**練習問題 1:**
韓国のMERSの記事によると、7月1日の時点で死者は何人ですか。
**練習問題 2:**
韓国のMERSの記事の「ここまで拡大したのは、朴クネ」から「の在京特派員がこう説明する。」まで(両端を含む)を、「朴クネ政権」を「韓国政府」に置き換えて書き直してください。

韓国がMERS(中東呼吸器症候群)コロナウィルスとの戦いにてこずっている。

5月20日に最初の患者が確認されてから、これまでに感染者は182人、死者は33人にも拡大(7月1日段階)。驚くのは隔離対象者の多さだ。現在、感染の疑いありで隔離されている人数は約4千人。検査の結果、陰性とわかり日常生活に復帰できた人々も含めると、隔離対象となった人数は約1万8千人にも及ぶ。

ここまで拡大したのは、朴クネ政権の初動対応がまずかったためというのが定説だ。風評被害を恐れ、患者の入院した病院などの情報を韓国政府が隠した結果、感染者を芋づる式に増やしてしまったのだ。

ただ、原因はそれだけではない。韓国でこれほど広がった背景には別の意外なワケがあるのだ。韓国紙の在京特派員がこう説明する。

**分析用データ:**
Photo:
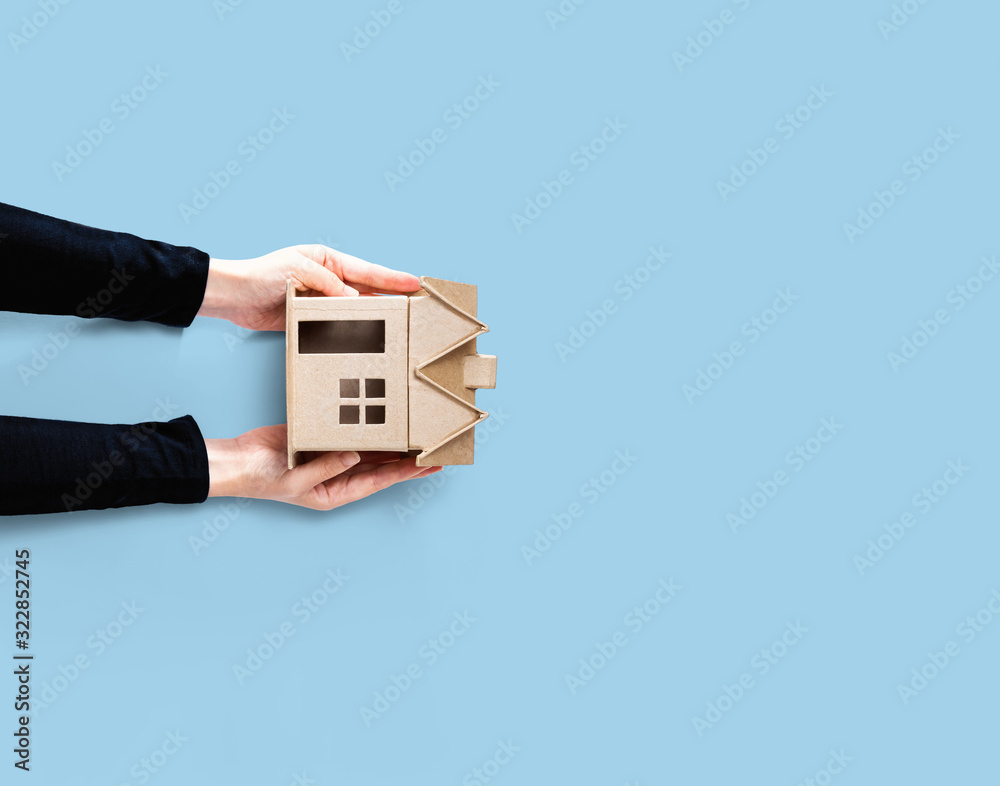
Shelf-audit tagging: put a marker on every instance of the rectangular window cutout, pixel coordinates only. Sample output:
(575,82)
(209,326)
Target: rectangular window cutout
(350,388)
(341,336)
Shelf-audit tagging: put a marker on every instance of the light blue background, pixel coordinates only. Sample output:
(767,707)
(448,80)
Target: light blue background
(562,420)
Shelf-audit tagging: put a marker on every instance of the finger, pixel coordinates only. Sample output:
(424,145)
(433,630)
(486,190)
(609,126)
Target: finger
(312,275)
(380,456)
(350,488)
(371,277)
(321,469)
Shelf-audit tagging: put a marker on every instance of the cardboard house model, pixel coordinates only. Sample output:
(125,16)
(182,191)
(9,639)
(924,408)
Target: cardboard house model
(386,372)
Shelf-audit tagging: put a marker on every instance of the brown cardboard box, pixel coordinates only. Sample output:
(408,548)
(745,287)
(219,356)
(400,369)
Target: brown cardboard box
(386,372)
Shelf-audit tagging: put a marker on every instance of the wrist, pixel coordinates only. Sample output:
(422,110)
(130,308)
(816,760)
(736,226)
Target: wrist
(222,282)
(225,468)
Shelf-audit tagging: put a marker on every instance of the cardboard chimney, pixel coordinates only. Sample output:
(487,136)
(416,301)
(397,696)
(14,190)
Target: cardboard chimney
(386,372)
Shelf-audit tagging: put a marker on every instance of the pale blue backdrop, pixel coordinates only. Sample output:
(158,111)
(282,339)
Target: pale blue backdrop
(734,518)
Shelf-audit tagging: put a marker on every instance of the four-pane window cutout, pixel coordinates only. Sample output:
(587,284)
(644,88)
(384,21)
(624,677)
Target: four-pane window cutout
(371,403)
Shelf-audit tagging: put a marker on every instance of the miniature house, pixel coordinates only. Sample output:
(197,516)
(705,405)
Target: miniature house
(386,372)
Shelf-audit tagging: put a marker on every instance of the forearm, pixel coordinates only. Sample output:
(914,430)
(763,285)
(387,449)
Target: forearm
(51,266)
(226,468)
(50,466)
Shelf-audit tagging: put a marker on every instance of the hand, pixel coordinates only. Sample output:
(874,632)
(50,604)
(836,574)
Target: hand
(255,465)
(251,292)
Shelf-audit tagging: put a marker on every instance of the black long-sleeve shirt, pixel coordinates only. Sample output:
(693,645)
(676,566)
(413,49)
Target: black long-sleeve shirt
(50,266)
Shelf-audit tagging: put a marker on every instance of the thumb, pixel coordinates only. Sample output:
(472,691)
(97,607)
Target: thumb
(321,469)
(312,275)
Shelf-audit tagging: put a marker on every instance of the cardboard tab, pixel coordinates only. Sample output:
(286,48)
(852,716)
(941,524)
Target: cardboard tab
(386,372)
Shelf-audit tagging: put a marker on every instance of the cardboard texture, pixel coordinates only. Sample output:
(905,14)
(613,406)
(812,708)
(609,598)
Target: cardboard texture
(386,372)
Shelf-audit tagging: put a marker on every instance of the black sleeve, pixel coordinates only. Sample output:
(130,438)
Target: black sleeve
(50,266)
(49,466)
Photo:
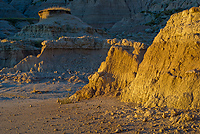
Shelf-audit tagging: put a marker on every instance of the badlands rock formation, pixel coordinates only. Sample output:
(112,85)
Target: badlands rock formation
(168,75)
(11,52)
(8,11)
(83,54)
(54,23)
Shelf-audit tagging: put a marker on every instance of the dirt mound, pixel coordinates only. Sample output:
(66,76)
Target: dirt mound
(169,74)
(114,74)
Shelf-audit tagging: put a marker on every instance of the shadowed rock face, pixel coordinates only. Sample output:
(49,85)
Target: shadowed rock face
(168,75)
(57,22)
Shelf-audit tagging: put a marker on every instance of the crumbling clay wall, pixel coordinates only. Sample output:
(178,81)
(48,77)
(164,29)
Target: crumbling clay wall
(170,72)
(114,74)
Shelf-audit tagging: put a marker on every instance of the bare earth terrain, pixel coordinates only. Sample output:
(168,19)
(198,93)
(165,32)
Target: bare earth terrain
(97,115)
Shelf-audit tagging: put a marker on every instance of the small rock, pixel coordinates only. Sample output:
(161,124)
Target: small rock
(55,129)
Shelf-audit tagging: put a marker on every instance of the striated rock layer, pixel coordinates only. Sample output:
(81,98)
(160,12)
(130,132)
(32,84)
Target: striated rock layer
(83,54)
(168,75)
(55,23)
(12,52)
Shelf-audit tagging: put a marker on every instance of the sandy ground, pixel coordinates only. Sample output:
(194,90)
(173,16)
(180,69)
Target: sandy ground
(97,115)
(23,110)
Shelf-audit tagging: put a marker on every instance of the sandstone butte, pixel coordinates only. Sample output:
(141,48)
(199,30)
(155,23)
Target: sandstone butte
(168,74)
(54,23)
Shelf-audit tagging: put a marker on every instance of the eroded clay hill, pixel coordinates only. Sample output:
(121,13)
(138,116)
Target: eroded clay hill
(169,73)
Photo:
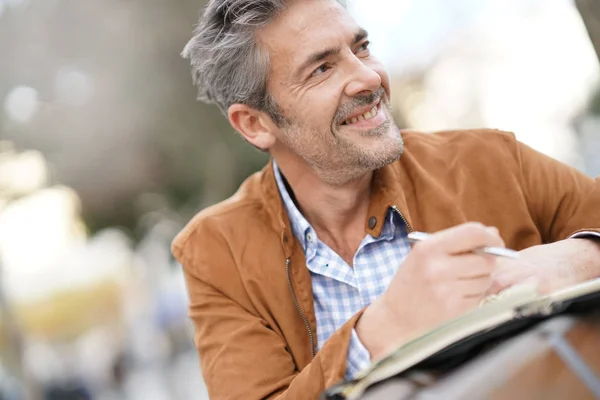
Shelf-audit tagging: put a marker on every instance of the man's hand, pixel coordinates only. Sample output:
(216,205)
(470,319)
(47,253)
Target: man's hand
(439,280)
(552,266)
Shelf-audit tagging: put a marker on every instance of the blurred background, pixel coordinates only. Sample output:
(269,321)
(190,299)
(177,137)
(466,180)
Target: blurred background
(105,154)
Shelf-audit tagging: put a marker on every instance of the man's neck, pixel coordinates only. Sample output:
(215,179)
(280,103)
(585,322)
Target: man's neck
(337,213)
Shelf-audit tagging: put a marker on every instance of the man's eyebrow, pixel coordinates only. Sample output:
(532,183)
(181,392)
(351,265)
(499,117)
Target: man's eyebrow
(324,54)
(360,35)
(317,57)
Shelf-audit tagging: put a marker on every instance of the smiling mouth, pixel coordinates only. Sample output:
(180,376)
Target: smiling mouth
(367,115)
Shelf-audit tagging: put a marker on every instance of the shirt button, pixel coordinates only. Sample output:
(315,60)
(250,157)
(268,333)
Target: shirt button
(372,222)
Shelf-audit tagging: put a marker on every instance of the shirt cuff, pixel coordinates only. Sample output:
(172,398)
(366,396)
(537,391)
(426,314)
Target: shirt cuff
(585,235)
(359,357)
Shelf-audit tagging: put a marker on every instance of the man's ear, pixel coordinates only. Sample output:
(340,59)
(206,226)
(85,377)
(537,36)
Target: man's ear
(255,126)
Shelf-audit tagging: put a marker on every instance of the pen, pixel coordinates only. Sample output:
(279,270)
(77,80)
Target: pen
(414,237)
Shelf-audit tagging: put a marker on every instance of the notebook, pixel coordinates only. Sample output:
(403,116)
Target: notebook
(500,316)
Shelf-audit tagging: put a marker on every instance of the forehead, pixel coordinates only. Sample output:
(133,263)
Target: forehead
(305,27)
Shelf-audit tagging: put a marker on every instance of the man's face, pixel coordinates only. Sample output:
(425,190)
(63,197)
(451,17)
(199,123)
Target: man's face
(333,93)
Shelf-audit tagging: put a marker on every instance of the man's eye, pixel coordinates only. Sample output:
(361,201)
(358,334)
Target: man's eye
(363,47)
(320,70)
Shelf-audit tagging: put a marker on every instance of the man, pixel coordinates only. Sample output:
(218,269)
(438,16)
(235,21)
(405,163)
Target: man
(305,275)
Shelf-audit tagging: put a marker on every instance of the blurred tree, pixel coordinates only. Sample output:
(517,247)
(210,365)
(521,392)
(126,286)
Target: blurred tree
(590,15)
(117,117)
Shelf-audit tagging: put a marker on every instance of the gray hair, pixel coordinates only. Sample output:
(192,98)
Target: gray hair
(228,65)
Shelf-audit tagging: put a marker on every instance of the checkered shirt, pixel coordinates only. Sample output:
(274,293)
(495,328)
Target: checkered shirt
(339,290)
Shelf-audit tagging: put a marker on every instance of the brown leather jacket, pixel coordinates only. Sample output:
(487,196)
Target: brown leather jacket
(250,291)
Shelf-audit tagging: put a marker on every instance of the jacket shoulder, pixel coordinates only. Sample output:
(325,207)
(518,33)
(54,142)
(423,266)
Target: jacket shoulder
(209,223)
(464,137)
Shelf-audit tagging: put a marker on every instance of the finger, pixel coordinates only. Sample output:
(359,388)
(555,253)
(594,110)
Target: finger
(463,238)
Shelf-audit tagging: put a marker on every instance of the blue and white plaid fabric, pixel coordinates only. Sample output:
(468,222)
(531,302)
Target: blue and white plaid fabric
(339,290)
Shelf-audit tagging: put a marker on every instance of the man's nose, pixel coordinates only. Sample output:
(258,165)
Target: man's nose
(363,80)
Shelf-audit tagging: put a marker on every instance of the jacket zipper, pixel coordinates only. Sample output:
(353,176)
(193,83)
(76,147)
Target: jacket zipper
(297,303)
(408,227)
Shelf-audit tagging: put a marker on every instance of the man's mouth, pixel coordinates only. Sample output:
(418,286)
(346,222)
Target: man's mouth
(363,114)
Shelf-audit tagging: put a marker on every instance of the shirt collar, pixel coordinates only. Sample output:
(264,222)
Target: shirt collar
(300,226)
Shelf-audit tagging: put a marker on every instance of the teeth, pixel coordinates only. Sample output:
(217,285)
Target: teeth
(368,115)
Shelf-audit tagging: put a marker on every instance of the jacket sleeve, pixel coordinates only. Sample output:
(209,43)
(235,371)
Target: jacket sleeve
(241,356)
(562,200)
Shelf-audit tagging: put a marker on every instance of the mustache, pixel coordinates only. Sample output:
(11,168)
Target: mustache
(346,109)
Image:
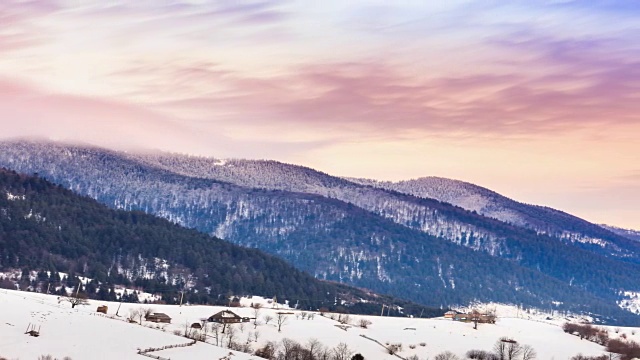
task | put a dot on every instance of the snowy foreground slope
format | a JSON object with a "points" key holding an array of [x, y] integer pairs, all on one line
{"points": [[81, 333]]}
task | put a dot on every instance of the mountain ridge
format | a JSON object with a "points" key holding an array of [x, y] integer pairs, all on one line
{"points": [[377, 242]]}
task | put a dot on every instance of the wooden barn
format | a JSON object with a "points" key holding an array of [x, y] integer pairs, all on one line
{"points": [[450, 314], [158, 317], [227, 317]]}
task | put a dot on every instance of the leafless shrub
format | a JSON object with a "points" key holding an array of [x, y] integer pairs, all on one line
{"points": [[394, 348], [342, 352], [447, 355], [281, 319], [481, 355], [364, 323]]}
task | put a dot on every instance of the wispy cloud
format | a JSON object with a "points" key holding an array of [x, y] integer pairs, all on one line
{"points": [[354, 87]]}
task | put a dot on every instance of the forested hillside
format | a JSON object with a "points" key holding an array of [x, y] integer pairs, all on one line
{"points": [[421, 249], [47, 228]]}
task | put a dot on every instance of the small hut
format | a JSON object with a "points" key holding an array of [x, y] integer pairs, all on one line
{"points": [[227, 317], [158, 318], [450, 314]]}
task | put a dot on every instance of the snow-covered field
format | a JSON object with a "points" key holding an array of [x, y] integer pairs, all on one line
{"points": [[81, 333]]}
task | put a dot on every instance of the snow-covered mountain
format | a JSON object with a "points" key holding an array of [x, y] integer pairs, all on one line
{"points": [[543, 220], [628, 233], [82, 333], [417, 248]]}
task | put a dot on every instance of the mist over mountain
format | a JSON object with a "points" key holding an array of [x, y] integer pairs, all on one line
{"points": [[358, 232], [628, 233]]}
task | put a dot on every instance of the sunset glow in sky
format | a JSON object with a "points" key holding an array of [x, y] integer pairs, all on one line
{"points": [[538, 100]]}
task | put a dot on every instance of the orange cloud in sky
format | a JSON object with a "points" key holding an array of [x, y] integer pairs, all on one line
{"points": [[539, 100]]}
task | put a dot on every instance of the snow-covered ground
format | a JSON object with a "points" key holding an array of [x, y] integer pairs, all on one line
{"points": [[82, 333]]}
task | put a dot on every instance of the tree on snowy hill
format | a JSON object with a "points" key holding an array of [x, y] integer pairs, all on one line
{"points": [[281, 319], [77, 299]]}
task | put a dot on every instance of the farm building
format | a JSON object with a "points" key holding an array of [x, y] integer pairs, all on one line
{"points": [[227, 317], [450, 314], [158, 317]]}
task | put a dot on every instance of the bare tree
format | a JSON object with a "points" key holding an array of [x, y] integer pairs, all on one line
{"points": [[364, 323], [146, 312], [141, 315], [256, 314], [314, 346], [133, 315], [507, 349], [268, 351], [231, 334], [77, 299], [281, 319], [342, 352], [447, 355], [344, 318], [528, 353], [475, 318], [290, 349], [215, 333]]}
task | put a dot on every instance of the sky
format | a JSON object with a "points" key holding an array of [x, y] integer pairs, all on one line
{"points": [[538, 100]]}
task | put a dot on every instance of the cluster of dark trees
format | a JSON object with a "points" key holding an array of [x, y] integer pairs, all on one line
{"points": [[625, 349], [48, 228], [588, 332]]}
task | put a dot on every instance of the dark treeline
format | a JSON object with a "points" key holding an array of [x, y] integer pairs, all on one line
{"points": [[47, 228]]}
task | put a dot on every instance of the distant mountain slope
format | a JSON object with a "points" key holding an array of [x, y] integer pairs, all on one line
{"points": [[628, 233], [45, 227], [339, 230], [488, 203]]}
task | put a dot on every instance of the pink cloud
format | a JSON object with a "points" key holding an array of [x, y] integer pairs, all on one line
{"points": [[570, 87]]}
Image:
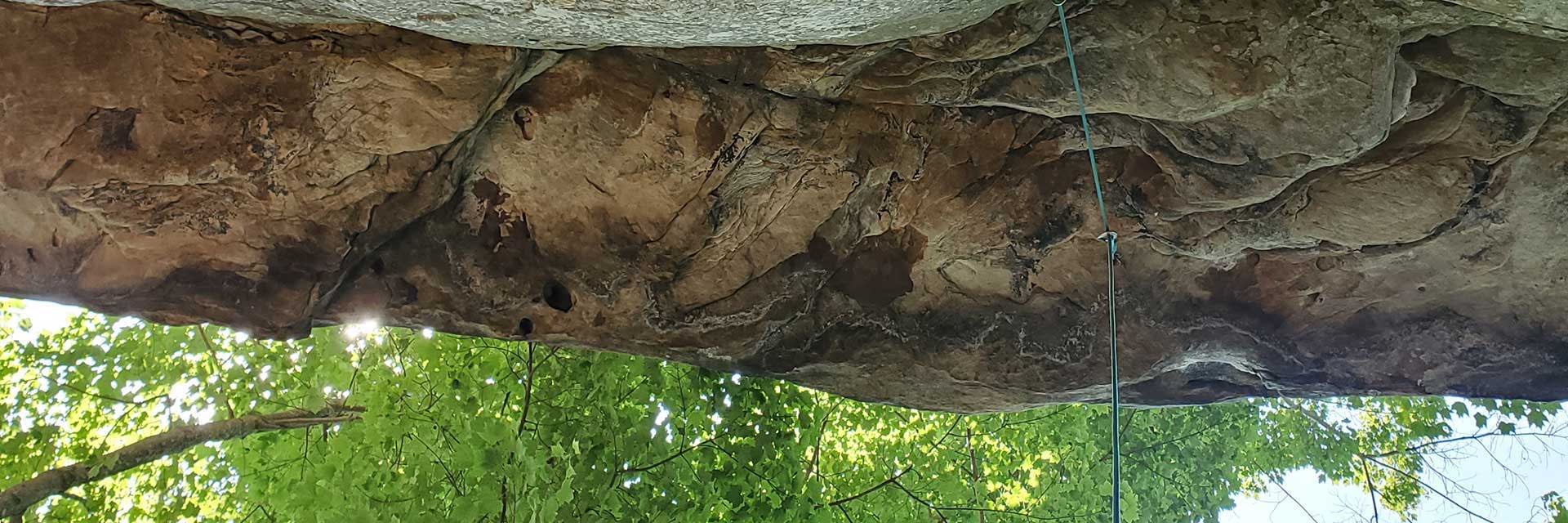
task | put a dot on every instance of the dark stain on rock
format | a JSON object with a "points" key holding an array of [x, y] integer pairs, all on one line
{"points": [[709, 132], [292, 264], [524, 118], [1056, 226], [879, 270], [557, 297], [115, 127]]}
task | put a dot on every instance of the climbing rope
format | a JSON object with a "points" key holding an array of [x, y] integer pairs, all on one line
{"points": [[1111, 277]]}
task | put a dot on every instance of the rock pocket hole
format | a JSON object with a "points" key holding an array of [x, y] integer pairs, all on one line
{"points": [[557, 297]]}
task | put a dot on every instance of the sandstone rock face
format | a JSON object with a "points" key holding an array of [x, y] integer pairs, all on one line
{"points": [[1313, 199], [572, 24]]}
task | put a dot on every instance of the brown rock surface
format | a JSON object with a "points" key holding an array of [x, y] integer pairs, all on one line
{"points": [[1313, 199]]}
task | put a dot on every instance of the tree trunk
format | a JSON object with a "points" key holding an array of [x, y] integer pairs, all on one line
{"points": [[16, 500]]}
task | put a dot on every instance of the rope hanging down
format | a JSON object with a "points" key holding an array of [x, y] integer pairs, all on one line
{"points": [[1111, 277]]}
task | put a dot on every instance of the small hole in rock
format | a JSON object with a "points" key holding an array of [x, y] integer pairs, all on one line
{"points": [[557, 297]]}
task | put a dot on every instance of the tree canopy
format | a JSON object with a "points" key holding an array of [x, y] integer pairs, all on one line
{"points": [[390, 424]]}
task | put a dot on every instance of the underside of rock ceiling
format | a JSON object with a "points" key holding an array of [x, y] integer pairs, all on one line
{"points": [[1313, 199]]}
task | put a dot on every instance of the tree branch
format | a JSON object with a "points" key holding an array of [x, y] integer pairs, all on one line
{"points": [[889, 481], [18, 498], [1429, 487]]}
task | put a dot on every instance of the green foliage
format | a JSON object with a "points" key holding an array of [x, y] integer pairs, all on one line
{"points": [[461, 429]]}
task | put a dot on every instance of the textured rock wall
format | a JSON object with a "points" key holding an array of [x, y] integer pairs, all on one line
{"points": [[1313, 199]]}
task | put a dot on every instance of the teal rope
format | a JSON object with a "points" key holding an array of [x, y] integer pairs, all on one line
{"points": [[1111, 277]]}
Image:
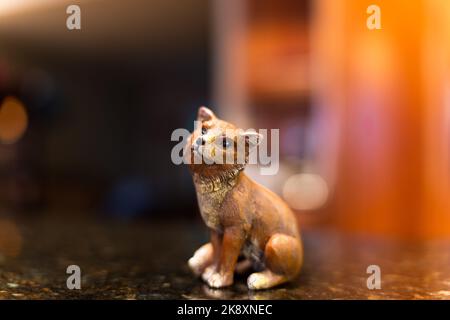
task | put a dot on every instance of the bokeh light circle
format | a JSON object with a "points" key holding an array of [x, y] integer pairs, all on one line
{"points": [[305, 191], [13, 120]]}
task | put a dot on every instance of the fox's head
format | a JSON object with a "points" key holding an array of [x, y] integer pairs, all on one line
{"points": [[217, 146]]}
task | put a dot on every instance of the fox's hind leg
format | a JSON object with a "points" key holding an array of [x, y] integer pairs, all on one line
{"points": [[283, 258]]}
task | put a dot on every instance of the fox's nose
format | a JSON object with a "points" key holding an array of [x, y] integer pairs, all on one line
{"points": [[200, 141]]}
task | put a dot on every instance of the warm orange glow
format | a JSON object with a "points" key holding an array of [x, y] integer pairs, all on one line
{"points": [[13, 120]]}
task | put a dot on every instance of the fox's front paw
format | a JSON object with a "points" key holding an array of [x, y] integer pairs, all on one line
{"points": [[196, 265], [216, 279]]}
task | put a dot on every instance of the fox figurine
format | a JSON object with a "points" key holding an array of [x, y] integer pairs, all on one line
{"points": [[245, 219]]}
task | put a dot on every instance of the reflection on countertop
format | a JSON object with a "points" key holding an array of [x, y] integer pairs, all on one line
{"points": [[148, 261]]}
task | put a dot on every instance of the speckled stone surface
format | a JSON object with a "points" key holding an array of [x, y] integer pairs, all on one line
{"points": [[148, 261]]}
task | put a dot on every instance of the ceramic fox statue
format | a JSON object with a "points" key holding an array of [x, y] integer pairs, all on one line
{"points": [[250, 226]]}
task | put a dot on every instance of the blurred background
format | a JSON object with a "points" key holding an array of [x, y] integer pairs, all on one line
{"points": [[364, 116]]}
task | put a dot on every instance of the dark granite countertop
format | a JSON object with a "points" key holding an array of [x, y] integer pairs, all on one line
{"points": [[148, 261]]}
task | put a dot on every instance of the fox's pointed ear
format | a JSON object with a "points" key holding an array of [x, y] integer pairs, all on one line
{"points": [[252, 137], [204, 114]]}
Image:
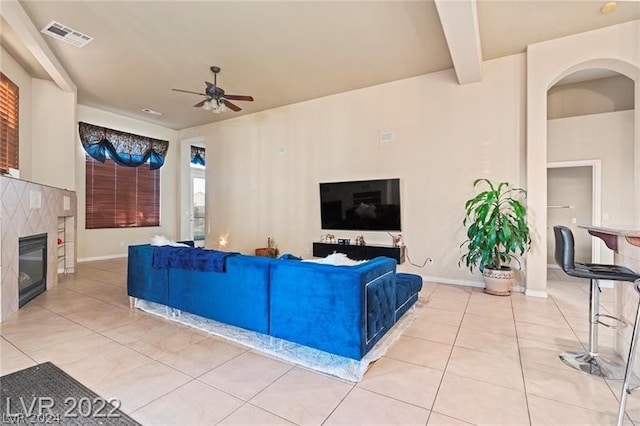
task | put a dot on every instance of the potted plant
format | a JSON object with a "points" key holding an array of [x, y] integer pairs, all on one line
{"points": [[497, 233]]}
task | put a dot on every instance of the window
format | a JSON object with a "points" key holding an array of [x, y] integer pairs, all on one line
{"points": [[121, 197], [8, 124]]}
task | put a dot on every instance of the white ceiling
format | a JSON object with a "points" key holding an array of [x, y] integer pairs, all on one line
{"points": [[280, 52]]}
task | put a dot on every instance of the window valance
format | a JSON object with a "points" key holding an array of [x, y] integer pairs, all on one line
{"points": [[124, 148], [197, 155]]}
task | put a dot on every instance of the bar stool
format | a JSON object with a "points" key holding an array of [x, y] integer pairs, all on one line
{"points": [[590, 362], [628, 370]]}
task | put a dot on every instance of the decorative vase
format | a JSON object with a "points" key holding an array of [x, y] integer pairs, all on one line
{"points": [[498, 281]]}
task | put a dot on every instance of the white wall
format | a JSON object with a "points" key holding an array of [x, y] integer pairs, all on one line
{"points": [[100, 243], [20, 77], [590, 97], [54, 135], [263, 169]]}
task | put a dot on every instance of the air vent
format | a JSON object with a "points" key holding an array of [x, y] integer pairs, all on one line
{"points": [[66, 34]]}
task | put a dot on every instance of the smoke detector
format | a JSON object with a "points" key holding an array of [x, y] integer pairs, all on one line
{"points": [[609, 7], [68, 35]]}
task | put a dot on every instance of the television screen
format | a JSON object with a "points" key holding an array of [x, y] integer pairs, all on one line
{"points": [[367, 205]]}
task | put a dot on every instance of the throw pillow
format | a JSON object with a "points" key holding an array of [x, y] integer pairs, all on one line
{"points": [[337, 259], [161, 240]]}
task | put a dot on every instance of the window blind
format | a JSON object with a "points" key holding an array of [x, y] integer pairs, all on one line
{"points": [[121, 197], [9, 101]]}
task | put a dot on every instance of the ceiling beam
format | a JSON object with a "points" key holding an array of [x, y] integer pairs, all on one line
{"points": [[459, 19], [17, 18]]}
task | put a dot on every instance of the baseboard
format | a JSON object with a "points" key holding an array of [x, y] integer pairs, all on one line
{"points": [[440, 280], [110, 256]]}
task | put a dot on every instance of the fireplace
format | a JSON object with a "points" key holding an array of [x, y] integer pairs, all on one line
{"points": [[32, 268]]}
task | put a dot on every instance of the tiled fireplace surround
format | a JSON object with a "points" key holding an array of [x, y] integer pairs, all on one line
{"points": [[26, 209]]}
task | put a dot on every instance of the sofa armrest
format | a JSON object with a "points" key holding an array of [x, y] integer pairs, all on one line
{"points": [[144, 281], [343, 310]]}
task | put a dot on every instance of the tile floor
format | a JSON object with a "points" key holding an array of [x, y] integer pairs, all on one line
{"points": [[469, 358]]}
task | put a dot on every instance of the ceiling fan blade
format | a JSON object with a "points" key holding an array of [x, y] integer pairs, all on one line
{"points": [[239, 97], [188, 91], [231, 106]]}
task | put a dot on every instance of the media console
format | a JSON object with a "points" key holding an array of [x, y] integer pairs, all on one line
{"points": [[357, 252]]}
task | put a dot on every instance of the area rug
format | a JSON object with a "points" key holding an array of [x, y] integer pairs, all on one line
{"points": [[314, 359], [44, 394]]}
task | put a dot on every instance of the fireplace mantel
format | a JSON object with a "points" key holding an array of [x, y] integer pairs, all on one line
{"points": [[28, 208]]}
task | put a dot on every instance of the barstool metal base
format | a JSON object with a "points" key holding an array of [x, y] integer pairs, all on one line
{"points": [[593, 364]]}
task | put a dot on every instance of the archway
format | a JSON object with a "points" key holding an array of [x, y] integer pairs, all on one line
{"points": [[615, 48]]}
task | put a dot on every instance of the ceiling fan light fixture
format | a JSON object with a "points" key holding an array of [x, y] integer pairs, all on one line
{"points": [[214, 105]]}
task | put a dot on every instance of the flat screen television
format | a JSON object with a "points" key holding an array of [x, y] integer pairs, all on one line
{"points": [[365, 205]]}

**答え 1:**
33人です。

**答え 2:**
ここまで拡大したのは、韓国政府の初動対応がまずかったためというのが定説だ。風評被害を恐れ、患者の入院した病院などの情報を韓国政府が隠した結果、感染者を芋づる式に増やしてしまったのだ。

ただ、原因はそれだけではない。韓国でこれほど広がった背景には別の意外なワケがあるのだ。韓国紙の在京特派員がこう説明する。